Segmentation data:
* * * * * * * * *

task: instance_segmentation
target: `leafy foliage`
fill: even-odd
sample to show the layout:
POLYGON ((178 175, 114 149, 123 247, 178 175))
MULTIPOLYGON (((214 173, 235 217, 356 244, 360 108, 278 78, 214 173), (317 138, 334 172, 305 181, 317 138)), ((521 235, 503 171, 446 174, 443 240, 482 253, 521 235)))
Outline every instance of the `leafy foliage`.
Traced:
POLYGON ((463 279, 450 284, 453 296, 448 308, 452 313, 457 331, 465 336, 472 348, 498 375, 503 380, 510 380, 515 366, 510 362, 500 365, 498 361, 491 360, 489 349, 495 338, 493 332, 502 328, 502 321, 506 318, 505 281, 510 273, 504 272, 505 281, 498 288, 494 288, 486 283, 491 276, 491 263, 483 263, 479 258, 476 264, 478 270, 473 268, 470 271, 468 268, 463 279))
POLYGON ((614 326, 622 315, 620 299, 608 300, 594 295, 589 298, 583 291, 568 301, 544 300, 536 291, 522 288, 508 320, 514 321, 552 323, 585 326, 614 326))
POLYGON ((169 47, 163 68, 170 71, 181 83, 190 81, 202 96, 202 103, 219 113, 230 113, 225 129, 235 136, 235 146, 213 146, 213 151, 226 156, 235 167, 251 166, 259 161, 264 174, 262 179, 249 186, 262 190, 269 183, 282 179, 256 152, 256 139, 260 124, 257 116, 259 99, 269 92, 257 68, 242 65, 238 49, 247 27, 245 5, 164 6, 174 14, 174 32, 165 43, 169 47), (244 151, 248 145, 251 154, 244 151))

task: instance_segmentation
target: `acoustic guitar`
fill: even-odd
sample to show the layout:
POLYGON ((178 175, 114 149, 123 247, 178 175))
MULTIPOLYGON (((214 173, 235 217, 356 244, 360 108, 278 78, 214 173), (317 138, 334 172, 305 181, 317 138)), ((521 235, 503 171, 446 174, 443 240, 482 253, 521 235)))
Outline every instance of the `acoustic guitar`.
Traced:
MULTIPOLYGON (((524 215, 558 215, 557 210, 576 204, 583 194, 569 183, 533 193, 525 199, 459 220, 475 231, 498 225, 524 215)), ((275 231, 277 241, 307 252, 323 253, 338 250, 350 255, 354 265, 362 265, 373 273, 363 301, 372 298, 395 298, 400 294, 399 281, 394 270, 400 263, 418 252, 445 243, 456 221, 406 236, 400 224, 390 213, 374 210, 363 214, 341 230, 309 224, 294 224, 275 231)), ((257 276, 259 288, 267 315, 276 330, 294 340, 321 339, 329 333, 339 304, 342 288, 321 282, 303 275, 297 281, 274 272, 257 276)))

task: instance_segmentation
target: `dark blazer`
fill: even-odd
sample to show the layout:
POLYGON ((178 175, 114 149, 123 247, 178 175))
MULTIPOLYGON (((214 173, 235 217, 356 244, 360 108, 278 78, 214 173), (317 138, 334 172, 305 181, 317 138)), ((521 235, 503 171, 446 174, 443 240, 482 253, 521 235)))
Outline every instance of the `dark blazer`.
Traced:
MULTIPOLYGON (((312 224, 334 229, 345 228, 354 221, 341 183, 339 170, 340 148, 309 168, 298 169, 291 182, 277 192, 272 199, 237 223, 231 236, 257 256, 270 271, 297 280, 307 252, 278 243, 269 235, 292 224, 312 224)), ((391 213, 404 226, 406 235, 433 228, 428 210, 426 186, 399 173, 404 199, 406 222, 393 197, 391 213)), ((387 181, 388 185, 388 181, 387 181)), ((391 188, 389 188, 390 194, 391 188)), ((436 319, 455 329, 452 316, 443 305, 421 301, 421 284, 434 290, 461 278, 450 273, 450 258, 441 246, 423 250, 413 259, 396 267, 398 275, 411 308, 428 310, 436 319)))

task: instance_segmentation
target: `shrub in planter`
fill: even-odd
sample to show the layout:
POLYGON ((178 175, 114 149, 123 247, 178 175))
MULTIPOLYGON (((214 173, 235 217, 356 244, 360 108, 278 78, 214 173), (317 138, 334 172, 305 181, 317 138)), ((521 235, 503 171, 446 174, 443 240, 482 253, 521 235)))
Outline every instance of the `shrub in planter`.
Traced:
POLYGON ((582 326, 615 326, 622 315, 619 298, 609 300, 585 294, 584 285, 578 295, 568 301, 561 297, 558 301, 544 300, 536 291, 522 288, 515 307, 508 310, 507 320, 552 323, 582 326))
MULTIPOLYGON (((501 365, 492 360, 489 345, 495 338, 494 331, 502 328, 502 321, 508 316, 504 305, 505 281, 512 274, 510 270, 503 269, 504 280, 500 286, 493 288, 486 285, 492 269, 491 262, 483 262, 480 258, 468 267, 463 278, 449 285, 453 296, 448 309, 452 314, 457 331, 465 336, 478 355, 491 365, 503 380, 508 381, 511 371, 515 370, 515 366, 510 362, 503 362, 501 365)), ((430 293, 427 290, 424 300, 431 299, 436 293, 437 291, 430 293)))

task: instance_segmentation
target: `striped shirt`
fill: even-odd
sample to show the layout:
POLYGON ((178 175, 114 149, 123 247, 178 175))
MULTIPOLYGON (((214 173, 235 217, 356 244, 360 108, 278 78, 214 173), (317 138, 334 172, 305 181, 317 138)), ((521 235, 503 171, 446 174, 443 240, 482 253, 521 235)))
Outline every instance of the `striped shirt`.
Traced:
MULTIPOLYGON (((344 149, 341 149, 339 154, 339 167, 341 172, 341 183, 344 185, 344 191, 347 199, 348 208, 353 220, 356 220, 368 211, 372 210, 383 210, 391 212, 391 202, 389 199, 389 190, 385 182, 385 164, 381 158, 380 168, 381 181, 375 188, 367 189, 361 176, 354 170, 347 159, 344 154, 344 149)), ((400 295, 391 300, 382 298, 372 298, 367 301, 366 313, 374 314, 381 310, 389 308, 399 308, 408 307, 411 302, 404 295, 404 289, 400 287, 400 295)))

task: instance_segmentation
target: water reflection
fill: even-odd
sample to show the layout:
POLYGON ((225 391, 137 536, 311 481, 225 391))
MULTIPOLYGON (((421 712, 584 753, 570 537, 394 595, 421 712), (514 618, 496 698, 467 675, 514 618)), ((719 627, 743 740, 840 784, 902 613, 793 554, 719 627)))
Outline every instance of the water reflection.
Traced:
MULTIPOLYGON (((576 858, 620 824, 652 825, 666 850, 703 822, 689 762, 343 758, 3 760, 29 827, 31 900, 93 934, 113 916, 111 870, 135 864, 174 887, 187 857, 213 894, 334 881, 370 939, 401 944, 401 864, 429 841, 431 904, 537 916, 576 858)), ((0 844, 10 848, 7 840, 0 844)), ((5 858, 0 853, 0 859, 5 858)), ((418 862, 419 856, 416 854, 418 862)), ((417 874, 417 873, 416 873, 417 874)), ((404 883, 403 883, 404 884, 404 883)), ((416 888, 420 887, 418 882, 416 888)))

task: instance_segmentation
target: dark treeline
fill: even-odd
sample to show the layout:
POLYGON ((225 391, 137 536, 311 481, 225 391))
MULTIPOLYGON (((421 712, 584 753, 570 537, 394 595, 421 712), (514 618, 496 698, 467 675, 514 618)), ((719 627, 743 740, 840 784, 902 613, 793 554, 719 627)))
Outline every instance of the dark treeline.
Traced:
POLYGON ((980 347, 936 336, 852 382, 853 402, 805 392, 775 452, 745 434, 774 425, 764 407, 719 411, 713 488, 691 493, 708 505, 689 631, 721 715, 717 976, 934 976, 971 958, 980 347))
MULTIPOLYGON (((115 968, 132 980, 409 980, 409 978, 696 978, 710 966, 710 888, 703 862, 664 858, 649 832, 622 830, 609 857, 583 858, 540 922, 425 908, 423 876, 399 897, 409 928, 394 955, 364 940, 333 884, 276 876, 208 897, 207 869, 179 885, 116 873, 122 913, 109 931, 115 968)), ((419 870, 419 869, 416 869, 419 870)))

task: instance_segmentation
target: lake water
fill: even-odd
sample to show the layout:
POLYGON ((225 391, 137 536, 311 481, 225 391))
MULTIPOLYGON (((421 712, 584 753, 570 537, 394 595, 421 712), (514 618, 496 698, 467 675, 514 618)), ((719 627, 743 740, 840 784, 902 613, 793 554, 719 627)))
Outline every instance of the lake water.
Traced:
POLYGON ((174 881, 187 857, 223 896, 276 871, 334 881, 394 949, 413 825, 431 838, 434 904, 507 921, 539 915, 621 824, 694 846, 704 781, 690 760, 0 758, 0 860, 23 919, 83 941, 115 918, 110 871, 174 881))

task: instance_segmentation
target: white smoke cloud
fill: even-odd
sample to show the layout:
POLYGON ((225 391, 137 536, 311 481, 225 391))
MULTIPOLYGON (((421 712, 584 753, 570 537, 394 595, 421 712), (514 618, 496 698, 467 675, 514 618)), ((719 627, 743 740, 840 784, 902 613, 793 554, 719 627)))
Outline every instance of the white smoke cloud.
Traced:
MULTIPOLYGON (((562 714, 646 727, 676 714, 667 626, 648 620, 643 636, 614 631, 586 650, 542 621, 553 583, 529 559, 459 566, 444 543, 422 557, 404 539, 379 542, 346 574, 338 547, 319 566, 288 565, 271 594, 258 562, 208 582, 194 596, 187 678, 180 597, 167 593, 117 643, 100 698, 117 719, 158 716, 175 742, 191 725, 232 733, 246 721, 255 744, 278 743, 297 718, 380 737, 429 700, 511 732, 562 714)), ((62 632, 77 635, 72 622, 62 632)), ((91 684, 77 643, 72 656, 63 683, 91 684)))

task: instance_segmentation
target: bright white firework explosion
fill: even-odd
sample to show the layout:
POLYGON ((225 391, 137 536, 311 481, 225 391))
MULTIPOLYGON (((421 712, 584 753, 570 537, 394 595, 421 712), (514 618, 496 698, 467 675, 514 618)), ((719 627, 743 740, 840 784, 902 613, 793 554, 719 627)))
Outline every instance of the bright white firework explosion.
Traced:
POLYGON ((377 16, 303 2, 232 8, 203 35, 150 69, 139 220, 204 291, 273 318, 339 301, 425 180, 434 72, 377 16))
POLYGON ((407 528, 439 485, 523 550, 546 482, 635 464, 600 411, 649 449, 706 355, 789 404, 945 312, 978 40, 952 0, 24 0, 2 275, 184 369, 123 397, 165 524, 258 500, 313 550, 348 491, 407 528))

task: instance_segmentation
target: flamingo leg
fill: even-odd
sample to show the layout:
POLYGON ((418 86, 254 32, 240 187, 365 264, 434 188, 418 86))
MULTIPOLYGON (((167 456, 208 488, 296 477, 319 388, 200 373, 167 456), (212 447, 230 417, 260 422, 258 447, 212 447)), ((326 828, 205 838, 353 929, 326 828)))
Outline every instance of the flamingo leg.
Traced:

* * * * * * * * *

**Your task**
Edit the rows from the start through the line containing "MULTIPOLYGON (((524 215, 558" so that "leafy foliage" becomes "dense foliage", and leave everything else in those lines unchanged.

**Full output**
task: instance_segmentation
target: `dense foliage`
fill: even-odd
sample to show the layout:
POLYGON ((178 175, 114 149, 123 247, 178 175))
MULTIPOLYGON (((214 173, 235 217, 356 244, 360 108, 278 78, 214 173), (317 138, 334 172, 305 181, 317 138)), ((521 235, 503 171, 446 174, 443 240, 482 253, 521 235)))
Outline every instance of the `dense foliage`.
Traced:
POLYGON ((463 279, 450 284, 453 296, 448 308, 452 313, 457 331, 465 336, 472 348, 498 375, 503 380, 510 380, 515 366, 510 362, 500 365, 498 361, 491 360, 489 349, 495 338, 493 332, 502 328, 502 321, 506 318, 505 281, 510 273, 504 272, 505 281, 498 288, 494 288, 486 283, 491 276, 491 263, 483 263, 479 258, 476 264, 478 270, 473 268, 470 271, 468 268, 463 279))
POLYGON ((614 326, 622 315, 620 299, 608 300, 594 295, 589 298, 583 291, 568 301, 544 300, 536 291, 522 288, 508 320, 514 321, 552 323, 585 326, 614 326))
POLYGON ((169 47, 163 68, 170 71, 181 83, 190 81, 202 96, 202 103, 219 113, 230 113, 225 129, 235 136, 235 146, 213 146, 213 151, 226 156, 235 167, 251 166, 259 161, 264 174, 262 179, 249 186, 262 190, 269 183, 282 179, 256 152, 256 139, 260 124, 257 116, 259 99, 269 92, 257 68, 242 65, 238 49, 247 27, 245 5, 164 6, 174 14, 174 32, 165 43, 169 47), (244 151, 248 145, 251 154, 244 151))

task: instance_segmentation
target: `acoustic guitar`
fill: even-odd
sample to show the layout:
POLYGON ((178 175, 114 149, 123 247, 178 175))
MULTIPOLYGON (((214 173, 235 217, 356 244, 360 108, 278 78, 214 173), (317 138, 334 172, 305 181, 317 138)), ((521 235, 503 171, 446 174, 443 240, 482 253, 521 235)))
Outline every instance of the `acoustic guitar`.
Traced:
MULTIPOLYGON (((524 215, 558 215, 557 210, 576 204, 583 194, 569 183, 533 193, 525 199, 459 220, 475 231, 498 225, 524 215)), ((275 231, 277 241, 307 252, 323 253, 338 250, 350 255, 354 265, 362 265, 373 273, 363 301, 372 298, 395 298, 400 294, 399 281, 394 270, 400 263, 418 252, 445 243, 456 221, 406 236, 400 224, 390 213, 374 210, 363 214, 341 230, 309 224, 294 224, 275 231)), ((257 276, 259 288, 267 315, 276 330, 294 340, 321 339, 329 333, 339 304, 342 288, 321 282, 303 275, 297 281, 274 272, 257 276)))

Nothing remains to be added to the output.